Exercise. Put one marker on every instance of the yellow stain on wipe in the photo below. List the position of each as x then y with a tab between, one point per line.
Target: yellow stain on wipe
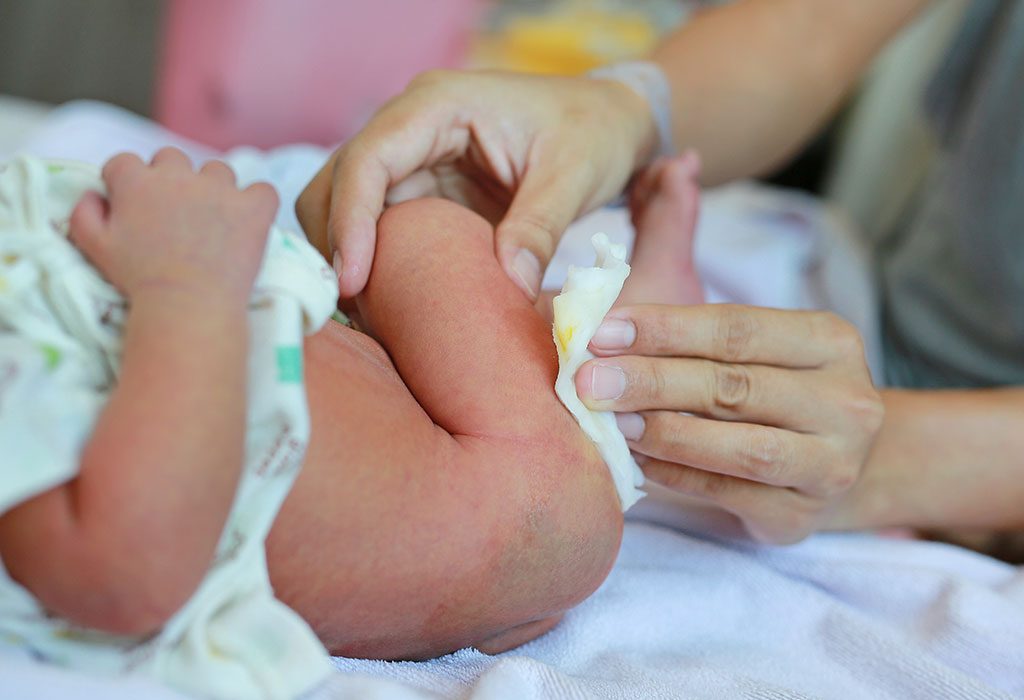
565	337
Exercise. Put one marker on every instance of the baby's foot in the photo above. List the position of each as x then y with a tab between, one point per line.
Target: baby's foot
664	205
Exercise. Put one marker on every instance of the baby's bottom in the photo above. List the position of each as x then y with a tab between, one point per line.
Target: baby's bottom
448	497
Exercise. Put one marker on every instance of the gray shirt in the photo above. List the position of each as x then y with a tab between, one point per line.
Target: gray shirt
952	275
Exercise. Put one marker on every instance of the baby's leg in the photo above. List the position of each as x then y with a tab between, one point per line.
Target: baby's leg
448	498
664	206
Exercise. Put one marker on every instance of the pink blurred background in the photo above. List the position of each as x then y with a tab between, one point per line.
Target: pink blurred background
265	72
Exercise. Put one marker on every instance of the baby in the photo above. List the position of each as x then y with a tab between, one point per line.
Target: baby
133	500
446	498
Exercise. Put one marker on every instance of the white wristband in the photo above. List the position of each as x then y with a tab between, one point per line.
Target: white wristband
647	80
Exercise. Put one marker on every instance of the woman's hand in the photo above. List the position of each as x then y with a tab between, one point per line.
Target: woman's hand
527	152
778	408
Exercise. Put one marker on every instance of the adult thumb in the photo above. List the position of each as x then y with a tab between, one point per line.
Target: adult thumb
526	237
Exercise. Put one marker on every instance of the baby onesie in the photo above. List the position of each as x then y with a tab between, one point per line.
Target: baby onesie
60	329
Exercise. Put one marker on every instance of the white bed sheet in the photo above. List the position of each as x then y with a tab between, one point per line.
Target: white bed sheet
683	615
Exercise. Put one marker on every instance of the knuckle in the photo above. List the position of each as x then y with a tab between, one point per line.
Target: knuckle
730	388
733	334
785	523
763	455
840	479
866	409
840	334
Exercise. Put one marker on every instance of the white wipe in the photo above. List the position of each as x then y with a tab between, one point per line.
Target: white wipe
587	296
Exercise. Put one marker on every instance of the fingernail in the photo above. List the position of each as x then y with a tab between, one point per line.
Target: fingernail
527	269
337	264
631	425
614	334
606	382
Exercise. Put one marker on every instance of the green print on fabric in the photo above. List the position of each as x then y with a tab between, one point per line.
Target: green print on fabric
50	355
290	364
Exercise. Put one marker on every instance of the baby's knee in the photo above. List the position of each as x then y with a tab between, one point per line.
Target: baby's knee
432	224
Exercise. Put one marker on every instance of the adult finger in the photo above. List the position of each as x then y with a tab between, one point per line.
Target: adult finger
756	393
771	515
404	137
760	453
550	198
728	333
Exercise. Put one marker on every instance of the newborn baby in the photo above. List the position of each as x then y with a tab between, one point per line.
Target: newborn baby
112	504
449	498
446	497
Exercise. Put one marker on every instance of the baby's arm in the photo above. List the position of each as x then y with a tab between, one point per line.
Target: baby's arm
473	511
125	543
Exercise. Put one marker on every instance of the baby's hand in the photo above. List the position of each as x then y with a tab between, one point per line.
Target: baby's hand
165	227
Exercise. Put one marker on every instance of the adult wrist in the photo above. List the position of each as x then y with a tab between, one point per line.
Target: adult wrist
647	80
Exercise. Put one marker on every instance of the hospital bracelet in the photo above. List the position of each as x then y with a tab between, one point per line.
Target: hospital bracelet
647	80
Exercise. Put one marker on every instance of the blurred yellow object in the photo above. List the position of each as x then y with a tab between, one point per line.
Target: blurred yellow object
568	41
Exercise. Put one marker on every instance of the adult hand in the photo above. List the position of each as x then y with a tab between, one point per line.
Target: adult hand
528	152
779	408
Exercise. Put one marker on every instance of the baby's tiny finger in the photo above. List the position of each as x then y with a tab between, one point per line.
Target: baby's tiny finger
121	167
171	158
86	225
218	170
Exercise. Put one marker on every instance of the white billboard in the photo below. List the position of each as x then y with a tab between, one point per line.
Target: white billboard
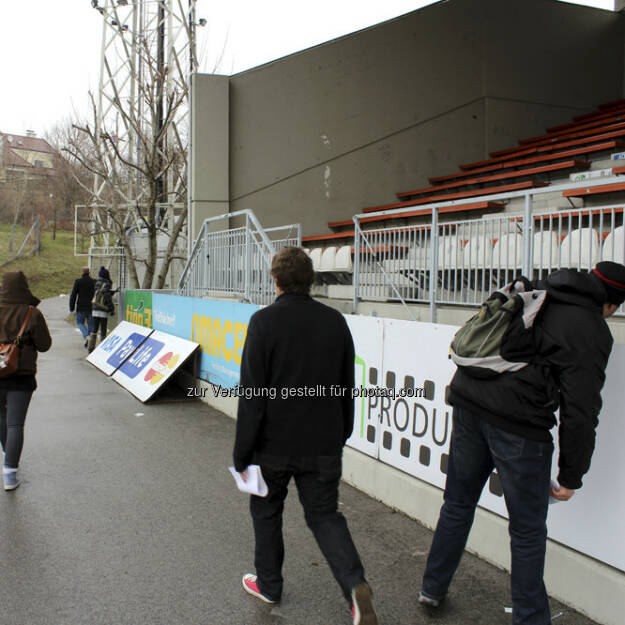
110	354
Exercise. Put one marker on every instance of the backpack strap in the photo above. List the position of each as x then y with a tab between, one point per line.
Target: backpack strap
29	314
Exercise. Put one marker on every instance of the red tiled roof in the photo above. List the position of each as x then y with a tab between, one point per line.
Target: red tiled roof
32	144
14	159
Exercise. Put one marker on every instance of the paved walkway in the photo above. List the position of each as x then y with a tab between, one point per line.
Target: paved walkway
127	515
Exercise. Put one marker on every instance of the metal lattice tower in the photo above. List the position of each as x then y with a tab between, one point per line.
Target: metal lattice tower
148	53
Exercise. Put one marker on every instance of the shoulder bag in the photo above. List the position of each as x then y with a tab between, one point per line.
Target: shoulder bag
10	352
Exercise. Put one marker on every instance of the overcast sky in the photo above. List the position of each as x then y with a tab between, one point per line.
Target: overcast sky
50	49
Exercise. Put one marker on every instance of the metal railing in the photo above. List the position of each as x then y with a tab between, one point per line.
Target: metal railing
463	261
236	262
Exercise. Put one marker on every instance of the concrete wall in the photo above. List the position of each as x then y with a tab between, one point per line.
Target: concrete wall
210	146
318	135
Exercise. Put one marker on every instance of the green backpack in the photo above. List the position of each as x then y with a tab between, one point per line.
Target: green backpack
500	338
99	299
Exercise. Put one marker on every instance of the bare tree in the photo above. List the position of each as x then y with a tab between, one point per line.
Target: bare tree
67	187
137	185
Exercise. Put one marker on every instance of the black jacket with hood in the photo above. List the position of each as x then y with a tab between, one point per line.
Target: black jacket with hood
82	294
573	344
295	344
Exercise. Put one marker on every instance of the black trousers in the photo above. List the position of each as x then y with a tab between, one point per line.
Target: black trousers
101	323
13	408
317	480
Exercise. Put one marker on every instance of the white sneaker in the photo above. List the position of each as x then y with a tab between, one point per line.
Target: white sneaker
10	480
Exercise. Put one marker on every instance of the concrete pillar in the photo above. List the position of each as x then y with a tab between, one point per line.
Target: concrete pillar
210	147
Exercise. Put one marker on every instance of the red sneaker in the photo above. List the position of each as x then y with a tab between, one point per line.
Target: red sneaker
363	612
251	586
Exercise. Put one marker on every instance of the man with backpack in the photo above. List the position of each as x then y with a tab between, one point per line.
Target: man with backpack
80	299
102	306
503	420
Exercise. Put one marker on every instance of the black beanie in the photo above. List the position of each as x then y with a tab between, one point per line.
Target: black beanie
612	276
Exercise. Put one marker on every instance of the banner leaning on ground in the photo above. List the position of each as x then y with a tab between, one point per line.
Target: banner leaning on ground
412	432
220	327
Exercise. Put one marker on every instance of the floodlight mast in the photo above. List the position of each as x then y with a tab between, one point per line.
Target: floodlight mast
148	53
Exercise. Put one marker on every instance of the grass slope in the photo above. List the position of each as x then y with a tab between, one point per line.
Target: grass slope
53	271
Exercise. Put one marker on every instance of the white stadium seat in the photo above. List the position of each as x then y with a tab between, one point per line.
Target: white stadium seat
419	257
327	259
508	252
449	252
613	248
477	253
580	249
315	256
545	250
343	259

...

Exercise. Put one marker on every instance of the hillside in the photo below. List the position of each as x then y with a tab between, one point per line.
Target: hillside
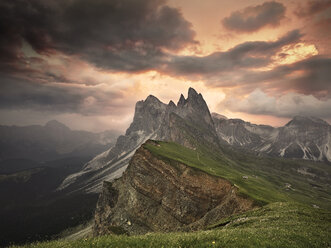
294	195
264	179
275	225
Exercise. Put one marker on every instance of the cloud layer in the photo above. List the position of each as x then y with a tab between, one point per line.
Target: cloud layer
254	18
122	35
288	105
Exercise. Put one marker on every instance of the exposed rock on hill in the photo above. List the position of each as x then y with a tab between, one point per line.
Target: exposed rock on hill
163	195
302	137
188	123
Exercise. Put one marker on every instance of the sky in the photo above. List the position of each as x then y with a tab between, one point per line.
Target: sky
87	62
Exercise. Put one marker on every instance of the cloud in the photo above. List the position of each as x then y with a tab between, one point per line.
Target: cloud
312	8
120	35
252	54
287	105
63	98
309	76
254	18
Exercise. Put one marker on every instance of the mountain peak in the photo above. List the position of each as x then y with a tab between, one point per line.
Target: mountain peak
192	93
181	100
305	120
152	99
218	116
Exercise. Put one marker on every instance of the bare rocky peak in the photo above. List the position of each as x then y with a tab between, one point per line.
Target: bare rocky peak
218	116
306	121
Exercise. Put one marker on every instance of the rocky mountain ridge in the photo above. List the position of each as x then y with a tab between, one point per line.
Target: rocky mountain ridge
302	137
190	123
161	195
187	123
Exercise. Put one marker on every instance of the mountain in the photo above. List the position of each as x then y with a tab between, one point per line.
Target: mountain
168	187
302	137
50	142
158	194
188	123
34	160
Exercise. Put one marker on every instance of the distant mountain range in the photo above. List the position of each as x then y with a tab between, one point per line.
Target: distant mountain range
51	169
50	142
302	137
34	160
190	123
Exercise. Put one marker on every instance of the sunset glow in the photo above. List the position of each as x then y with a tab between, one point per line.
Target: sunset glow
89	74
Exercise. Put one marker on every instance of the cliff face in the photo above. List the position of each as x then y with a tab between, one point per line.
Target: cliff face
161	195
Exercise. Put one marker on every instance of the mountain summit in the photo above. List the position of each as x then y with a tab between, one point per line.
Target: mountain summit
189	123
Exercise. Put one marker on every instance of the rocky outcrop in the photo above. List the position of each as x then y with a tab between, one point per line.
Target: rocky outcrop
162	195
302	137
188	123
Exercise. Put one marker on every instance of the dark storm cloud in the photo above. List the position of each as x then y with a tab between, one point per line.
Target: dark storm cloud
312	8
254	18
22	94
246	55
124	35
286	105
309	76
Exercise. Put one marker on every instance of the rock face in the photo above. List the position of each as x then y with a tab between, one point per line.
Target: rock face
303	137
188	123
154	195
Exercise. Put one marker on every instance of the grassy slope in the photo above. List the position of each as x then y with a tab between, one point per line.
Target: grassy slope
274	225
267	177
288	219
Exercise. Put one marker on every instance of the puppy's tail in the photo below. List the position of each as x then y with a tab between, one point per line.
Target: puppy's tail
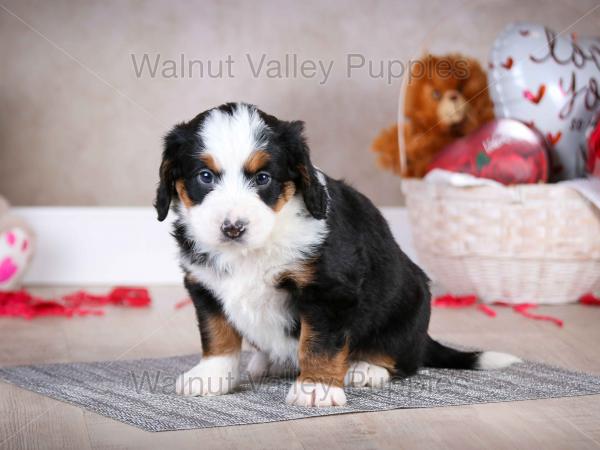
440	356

Written problem: Count the lines in the entries above that contain the string "wristband", and give only that number.

Solution to the problem: 2